↓

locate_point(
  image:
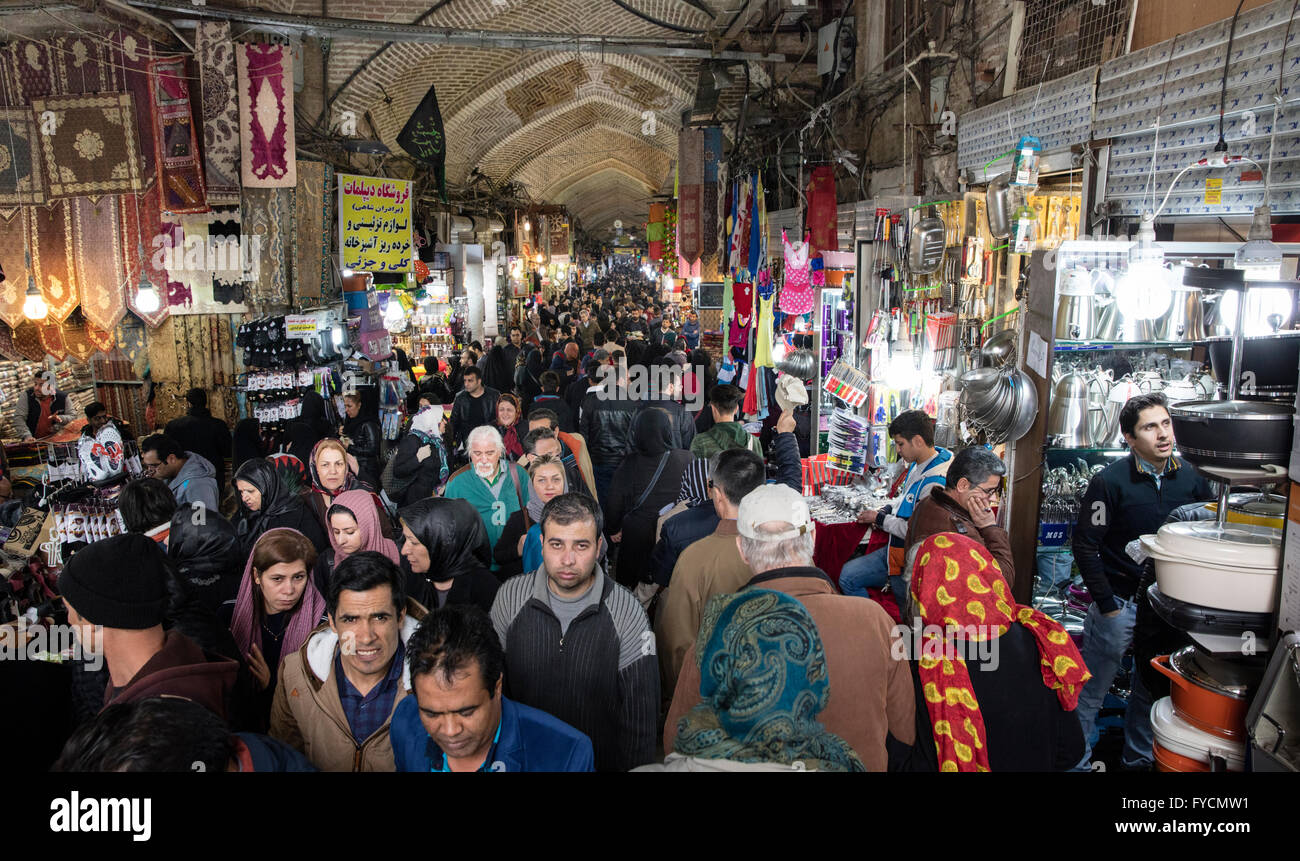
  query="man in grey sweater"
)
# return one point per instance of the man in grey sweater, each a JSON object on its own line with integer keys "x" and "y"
{"x": 191, "y": 476}
{"x": 579, "y": 645}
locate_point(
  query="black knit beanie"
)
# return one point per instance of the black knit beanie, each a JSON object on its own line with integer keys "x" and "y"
{"x": 117, "y": 583}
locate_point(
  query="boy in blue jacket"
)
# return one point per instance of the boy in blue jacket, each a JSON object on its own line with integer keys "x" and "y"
{"x": 459, "y": 719}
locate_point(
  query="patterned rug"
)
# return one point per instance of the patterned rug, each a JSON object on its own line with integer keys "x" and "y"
{"x": 7, "y": 347}
{"x": 12, "y": 246}
{"x": 94, "y": 147}
{"x": 52, "y": 255}
{"x": 217, "y": 79}
{"x": 20, "y": 178}
{"x": 174, "y": 142}
{"x": 52, "y": 338}
{"x": 264, "y": 220}
{"x": 311, "y": 229}
{"x": 265, "y": 116}
{"x": 137, "y": 210}
{"x": 99, "y": 259}
{"x": 26, "y": 341}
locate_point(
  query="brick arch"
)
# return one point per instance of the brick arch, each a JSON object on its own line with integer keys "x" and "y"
{"x": 603, "y": 195}
{"x": 553, "y": 126}
{"x": 553, "y": 165}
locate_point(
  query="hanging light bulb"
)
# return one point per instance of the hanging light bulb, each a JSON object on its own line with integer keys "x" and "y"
{"x": 146, "y": 295}
{"x": 1143, "y": 291}
{"x": 1260, "y": 256}
{"x": 34, "y": 306}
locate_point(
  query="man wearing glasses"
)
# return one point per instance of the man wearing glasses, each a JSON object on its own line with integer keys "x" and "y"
{"x": 963, "y": 505}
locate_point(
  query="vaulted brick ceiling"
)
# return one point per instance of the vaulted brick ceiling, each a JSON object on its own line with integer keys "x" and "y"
{"x": 567, "y": 126}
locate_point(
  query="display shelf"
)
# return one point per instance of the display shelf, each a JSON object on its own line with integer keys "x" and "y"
{"x": 1083, "y": 346}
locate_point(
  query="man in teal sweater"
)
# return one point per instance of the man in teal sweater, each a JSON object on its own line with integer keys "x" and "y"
{"x": 495, "y": 487}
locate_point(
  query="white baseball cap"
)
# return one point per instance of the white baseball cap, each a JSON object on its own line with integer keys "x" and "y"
{"x": 768, "y": 503}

↑

**EXERCISE INSTRUCTIONS**
Please list each line in the records that contains the string "beanie", copying every such line in full. Case counts.

**TASK SOLUTION**
  query="black knit beanie"
# return one point per instance of the black knit beanie, each a JSON object on its own line with integer keys "x" and "y"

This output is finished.